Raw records

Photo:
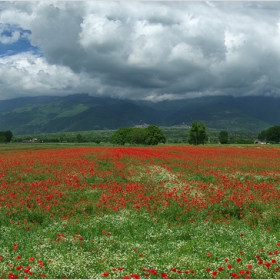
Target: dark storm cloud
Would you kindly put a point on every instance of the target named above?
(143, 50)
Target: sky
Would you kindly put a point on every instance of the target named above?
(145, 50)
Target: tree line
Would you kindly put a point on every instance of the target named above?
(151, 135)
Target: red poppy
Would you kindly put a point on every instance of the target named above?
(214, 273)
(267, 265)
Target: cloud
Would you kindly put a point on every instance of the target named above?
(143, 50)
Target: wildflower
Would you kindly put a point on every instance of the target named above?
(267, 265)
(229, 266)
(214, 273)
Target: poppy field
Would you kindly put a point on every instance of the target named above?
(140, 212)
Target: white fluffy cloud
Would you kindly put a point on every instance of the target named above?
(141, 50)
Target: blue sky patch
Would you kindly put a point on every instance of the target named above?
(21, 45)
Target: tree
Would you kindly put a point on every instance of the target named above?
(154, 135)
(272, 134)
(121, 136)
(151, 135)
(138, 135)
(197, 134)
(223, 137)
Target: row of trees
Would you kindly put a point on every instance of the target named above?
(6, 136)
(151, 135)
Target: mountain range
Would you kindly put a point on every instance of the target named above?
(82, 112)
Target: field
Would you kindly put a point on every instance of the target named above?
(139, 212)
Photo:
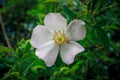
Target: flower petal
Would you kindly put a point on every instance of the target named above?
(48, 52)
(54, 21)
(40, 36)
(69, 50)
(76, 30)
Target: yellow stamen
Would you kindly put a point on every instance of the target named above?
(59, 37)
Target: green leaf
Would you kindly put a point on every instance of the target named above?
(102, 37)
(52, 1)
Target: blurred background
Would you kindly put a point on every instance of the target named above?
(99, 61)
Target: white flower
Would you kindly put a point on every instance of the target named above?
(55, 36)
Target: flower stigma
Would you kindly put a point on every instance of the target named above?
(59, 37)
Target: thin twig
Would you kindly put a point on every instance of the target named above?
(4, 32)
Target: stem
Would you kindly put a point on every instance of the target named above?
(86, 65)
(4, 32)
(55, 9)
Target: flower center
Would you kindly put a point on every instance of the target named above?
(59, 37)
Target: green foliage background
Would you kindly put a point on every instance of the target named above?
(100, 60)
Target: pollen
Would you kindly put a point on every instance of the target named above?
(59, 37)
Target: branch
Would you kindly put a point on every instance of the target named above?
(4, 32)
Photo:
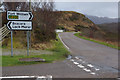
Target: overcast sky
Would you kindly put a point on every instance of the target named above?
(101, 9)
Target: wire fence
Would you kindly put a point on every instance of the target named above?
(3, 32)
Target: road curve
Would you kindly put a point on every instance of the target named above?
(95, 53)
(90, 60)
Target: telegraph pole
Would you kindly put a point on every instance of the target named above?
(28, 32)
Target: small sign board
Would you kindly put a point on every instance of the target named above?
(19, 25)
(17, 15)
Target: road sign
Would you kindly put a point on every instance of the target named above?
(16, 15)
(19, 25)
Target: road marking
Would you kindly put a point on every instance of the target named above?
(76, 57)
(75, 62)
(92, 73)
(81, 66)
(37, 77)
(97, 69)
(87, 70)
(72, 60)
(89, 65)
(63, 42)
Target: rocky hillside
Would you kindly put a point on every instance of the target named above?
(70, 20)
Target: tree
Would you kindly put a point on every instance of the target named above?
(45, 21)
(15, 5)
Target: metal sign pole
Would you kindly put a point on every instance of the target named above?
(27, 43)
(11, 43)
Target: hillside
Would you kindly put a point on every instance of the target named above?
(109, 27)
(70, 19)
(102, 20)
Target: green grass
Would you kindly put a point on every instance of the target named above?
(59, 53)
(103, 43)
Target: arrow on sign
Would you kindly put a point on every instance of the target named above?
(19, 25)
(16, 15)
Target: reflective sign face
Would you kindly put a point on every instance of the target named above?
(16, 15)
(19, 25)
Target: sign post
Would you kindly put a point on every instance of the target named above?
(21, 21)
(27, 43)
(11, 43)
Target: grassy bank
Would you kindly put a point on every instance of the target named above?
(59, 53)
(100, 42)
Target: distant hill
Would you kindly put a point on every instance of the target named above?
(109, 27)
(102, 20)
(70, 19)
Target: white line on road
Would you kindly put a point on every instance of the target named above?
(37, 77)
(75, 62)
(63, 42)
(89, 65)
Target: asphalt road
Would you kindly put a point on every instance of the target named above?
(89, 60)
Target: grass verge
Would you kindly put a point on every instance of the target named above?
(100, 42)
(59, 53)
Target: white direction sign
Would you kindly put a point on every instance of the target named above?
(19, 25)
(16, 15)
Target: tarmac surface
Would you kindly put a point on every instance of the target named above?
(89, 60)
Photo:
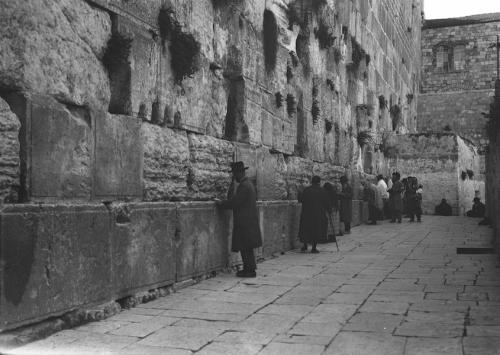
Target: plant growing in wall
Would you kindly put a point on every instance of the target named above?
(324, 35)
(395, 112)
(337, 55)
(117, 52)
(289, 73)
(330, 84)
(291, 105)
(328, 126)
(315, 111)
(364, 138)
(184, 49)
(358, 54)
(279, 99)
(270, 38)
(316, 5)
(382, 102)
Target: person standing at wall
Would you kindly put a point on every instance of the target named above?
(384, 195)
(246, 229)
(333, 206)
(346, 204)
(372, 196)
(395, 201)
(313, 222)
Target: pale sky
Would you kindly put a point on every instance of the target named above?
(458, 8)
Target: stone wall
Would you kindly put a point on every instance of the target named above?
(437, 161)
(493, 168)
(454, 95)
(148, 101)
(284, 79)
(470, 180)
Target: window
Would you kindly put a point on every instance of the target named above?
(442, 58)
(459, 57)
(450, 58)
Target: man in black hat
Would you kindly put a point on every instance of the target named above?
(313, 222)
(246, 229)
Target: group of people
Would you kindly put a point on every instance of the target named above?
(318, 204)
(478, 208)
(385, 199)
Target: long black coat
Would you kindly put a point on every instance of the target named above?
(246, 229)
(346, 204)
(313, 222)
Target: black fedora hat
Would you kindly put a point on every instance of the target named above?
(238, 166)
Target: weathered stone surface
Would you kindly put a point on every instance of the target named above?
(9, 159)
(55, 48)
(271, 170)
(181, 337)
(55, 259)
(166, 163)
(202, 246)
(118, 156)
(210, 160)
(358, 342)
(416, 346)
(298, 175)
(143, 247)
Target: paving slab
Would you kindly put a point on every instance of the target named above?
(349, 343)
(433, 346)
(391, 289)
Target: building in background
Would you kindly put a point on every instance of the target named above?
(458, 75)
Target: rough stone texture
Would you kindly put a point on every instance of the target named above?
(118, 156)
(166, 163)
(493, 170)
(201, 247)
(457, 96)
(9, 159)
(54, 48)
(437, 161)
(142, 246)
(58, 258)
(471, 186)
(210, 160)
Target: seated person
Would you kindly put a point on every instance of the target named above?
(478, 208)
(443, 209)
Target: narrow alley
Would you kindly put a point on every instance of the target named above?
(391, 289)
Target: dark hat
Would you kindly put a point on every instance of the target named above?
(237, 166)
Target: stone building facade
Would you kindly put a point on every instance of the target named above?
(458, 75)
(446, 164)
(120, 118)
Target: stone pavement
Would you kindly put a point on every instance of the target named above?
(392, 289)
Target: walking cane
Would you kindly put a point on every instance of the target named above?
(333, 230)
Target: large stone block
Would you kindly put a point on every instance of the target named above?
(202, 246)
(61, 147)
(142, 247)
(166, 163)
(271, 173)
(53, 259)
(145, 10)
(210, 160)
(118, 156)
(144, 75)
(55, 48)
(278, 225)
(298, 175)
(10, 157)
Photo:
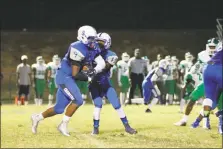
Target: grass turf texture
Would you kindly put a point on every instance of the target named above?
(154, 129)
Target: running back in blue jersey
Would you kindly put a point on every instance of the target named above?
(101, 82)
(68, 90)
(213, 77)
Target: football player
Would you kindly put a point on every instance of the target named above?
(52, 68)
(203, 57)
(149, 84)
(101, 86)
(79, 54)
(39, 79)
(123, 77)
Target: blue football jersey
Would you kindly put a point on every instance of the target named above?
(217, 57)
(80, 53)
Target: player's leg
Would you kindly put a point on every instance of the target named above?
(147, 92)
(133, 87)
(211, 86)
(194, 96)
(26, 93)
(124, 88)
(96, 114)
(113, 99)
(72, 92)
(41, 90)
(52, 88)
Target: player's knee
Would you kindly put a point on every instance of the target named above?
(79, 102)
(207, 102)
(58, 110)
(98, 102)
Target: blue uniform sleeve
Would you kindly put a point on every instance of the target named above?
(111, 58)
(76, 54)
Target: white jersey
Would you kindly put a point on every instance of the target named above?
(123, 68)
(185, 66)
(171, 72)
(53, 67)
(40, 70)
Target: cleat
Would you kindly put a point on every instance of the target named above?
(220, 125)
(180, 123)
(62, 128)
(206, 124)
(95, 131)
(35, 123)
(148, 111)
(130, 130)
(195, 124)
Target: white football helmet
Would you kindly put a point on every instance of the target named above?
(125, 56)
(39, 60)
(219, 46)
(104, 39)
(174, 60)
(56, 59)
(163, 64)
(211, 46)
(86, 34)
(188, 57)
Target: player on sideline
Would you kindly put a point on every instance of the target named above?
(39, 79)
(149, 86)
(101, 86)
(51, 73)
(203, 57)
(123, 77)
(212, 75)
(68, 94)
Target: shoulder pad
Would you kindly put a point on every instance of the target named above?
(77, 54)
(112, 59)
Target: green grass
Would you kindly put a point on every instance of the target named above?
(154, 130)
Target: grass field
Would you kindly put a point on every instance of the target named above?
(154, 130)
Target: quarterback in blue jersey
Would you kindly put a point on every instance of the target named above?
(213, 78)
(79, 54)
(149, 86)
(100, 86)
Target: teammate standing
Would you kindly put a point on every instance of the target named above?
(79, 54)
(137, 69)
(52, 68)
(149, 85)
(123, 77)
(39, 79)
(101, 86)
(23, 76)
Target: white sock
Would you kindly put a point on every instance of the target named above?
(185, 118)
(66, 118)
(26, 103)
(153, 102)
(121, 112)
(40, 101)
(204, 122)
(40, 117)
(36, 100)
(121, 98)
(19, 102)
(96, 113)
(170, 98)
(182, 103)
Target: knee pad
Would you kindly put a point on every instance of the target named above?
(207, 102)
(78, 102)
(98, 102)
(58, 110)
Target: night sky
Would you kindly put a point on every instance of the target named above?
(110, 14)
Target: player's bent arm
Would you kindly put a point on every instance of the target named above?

**EXERCISE DESCRIPTION**
Rename "white sock" to "athletic sock" in the data, starting at the line that contains "Target: player on sideline" and ending at the last line of the data. Write those lines out again with everything else left unchanged.

**FINAL ANSWER**
Target: player on sideline
Would you kindly put a point on every instance of the target named above?
(39, 79)
(149, 86)
(101, 86)
(51, 73)
(203, 57)
(123, 77)
(212, 75)
(68, 94)
Target: shoulder pad
Would you kindly put a point on every instance of the target named above?
(77, 54)
(112, 59)
Target: green grass
Would you kindly put a point on every instance of the target named above?
(154, 130)
Target: grass field
Would you kindly put a point on every instance of the target named above?
(154, 130)
Target: quarterback in blue jersey
Would you kindly put a point on every instance of the target named above?
(213, 78)
(79, 54)
(149, 86)
(100, 86)
Target: teammate standing
Would you kindly put a point on every instance of the target named above?
(79, 54)
(137, 69)
(52, 68)
(149, 85)
(123, 77)
(39, 79)
(101, 86)
(23, 76)
Target: athletic sock
Would you kindly put a point on every instance of the target named above?
(185, 118)
(66, 118)
(26, 103)
(153, 102)
(121, 112)
(40, 101)
(204, 122)
(40, 117)
(36, 100)
(121, 98)
(19, 102)
(96, 113)
(170, 98)
(182, 103)
Target: knee pad
Would you kindly put a point on every instance of the target named above?
(207, 102)
(78, 102)
(98, 102)
(58, 110)
Target: night sky
Would you kindly put a point on every instance of the target named above?
(110, 14)
Target: player's bent arm
Would you kindly put a point on every instance of the target named above?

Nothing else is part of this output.